Named-object pointing records
┄┄┄┄┄┄┄┄┄┄

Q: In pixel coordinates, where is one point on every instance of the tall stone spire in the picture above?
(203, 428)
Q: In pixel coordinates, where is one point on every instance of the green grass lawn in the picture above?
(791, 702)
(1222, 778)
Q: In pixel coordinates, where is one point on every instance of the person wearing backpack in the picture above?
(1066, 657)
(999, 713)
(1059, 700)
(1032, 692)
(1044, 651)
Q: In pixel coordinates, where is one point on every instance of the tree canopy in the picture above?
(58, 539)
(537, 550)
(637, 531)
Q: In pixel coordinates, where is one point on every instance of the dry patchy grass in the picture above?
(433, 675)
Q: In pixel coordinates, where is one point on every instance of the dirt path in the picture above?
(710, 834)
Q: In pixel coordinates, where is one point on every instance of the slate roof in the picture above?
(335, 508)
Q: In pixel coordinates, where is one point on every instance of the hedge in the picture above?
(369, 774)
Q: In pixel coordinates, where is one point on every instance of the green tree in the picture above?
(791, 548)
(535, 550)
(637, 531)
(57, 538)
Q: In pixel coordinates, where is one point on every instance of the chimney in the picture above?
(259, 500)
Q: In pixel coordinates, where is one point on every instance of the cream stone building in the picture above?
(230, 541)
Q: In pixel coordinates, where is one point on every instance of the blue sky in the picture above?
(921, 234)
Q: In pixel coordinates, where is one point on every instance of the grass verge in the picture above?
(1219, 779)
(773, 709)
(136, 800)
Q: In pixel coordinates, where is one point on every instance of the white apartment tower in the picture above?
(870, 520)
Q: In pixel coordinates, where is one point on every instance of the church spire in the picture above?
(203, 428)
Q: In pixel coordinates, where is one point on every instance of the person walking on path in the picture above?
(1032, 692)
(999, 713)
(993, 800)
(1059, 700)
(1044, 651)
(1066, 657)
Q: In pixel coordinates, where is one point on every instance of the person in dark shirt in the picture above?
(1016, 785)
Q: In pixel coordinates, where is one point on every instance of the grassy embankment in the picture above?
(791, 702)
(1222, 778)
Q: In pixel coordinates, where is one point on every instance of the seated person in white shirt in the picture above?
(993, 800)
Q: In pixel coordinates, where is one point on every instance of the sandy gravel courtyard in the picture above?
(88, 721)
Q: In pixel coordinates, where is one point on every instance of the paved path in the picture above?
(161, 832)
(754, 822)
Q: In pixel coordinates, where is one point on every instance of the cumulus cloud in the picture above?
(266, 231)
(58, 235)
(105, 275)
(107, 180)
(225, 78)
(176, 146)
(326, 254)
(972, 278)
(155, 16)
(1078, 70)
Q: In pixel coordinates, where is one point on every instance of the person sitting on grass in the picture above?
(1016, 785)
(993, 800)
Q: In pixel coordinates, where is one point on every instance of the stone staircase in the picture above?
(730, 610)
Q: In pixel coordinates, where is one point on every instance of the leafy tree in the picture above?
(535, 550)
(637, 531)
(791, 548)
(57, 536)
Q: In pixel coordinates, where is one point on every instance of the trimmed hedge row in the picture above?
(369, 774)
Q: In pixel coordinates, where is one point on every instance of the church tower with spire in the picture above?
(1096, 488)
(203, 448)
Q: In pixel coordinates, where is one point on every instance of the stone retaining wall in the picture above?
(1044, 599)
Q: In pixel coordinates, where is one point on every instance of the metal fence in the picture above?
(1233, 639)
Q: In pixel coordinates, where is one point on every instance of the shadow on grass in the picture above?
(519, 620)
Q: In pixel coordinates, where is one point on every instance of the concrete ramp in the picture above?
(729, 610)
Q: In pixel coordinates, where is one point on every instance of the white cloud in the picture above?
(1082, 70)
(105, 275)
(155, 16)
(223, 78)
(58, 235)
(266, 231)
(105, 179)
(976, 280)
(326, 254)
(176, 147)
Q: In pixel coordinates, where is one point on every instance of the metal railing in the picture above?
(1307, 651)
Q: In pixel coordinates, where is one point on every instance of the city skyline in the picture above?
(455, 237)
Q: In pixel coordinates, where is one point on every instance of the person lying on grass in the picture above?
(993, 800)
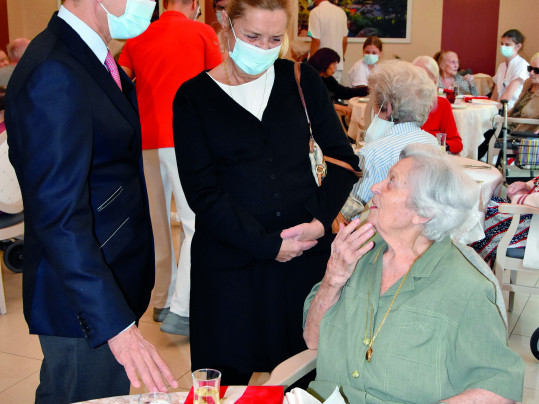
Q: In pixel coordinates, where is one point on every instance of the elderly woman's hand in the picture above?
(347, 248)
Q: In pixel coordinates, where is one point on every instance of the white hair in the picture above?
(440, 190)
(408, 89)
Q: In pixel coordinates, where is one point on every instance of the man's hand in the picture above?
(137, 355)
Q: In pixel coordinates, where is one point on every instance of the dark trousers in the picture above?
(72, 371)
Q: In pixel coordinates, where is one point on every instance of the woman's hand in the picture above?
(346, 250)
(298, 239)
(515, 188)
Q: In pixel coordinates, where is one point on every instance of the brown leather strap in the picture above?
(344, 165)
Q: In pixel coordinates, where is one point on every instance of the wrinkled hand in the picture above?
(515, 188)
(304, 231)
(349, 246)
(137, 355)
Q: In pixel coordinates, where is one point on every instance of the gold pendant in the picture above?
(368, 354)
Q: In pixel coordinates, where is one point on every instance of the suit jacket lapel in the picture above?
(98, 71)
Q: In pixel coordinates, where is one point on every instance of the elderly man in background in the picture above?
(403, 97)
(173, 49)
(15, 51)
(88, 252)
(328, 28)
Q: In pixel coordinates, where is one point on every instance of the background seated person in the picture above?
(403, 97)
(441, 119)
(527, 106)
(413, 320)
(358, 75)
(449, 66)
(496, 223)
(325, 62)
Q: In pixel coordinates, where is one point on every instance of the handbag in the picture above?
(352, 207)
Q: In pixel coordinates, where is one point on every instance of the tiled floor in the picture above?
(20, 354)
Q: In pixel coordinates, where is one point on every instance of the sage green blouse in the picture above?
(443, 335)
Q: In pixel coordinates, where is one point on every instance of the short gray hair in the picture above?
(408, 89)
(430, 66)
(440, 190)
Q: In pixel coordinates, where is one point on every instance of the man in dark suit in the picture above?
(74, 140)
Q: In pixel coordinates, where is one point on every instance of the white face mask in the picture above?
(133, 21)
(377, 128)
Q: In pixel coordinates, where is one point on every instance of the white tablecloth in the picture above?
(472, 122)
(490, 182)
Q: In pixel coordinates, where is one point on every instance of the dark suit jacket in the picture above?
(74, 140)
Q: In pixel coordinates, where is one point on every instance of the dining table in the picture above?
(473, 120)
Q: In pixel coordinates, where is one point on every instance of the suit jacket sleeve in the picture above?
(55, 142)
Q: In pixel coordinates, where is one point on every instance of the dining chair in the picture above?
(510, 261)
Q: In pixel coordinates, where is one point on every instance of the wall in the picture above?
(522, 15)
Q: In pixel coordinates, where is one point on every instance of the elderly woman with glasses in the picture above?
(402, 314)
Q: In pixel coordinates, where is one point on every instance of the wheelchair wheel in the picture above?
(13, 256)
(534, 341)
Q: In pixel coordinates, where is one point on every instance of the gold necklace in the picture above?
(230, 88)
(370, 341)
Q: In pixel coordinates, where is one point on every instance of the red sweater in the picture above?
(441, 120)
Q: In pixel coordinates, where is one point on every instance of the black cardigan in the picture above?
(247, 180)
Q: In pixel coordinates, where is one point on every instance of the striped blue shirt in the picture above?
(377, 158)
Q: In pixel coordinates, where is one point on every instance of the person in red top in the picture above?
(441, 119)
(172, 50)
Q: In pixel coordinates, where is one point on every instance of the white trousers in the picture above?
(172, 278)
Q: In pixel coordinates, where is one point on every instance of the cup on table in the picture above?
(206, 386)
(154, 398)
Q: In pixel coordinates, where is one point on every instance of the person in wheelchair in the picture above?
(402, 314)
(527, 106)
(497, 223)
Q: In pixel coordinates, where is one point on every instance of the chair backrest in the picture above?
(10, 193)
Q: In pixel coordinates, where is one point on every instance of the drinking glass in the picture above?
(154, 398)
(206, 385)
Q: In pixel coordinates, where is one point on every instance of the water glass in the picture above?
(206, 386)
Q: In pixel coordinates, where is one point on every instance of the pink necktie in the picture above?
(113, 69)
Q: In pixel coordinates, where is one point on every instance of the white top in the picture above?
(254, 95)
(505, 75)
(329, 24)
(358, 75)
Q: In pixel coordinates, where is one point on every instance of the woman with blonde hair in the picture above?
(263, 228)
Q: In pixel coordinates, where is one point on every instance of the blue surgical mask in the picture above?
(506, 51)
(377, 128)
(252, 59)
(134, 20)
(370, 59)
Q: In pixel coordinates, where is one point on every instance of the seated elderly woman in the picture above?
(441, 119)
(449, 66)
(325, 62)
(403, 96)
(401, 314)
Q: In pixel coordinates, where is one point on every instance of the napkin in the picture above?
(300, 396)
(247, 395)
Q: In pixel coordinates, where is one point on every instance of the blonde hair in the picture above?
(237, 8)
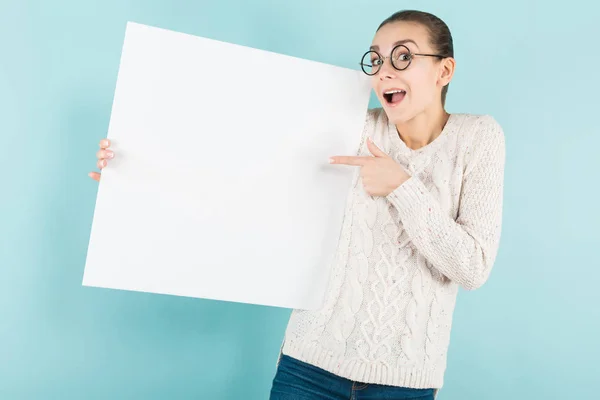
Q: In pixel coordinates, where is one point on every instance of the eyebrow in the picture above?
(397, 43)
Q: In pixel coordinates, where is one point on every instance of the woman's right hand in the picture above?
(103, 155)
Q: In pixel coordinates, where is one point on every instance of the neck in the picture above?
(424, 128)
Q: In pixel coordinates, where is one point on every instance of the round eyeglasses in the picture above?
(401, 57)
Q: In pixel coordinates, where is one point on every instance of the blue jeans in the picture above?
(296, 380)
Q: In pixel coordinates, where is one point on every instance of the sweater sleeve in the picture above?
(463, 250)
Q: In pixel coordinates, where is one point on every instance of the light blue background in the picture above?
(530, 333)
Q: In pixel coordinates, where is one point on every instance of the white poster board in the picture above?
(221, 186)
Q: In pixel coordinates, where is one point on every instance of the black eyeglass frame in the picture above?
(382, 58)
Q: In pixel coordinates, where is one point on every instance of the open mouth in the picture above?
(394, 96)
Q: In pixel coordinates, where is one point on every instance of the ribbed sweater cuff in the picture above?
(409, 196)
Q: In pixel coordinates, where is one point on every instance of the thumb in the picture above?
(376, 151)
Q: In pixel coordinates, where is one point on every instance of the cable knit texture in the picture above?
(387, 315)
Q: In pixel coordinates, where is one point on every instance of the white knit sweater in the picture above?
(388, 310)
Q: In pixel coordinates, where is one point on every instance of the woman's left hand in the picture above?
(380, 174)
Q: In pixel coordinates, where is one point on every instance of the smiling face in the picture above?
(407, 93)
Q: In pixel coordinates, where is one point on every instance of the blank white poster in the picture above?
(221, 187)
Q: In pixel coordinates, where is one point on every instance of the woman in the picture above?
(423, 219)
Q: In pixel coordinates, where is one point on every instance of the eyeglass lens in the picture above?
(372, 61)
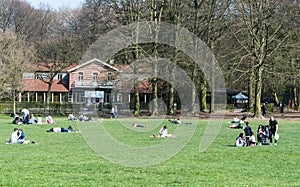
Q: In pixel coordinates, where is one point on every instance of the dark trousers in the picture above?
(272, 133)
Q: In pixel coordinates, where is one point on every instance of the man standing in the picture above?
(14, 137)
(273, 125)
(264, 109)
(248, 133)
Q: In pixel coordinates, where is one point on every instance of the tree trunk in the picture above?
(203, 106)
(257, 108)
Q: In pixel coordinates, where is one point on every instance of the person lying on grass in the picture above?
(138, 125)
(62, 129)
(18, 137)
(178, 121)
(163, 133)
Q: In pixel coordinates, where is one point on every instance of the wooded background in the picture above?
(256, 43)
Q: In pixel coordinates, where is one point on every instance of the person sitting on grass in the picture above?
(71, 117)
(49, 119)
(138, 125)
(163, 133)
(240, 141)
(252, 140)
(62, 129)
(177, 121)
(18, 137)
(236, 126)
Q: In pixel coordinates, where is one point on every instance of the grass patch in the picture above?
(65, 159)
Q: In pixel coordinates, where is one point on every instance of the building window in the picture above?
(80, 76)
(95, 77)
(59, 76)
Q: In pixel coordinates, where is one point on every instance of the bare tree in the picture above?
(14, 53)
(259, 34)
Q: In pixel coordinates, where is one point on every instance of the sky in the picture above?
(56, 4)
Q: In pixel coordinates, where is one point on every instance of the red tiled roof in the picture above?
(36, 85)
(43, 66)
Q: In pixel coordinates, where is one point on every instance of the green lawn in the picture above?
(65, 159)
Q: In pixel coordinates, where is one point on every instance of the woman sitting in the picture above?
(240, 141)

┄┄┄┄┄┄┄┄┄┄

**Task brief**
Only the lines from the one that contains "wooded background in the picture above?" through the last line should be repeated, each exactly as it stands, with both ends included.

**Result**
Q: In pixel coordinates, where is one point on every instance of the wooded background in the picture above?
(256, 43)
Q: In pixel coordinates, where is one point on every instance of the person sitting on grass in the picture above?
(71, 117)
(49, 119)
(138, 125)
(163, 133)
(240, 141)
(252, 140)
(62, 129)
(177, 121)
(18, 137)
(236, 126)
Q: In pixel coordinates, where is one point on every instance of the grass patch in the picture above?
(65, 159)
Q: In pixel coordinates, where is one point on every instance of the building window in the picture above?
(80, 76)
(95, 77)
(59, 76)
Q: In pixel coordinates, where is one point on every instance of the bare tree in the picture above?
(14, 53)
(259, 34)
Q: In pixel coordinates, where is one point on every instance of the sky in the picture above?
(56, 4)
Q: In pixel coordinates, where is one point on every instance of the red tiled roof in the picture above?
(36, 85)
(43, 66)
Q: In pixel coordinates, where is one point on every instance of the green lawn in the picture above?
(65, 159)
Q: In pixel coordinates, where is one point on every instance of the woman sitting in the picture above?
(240, 141)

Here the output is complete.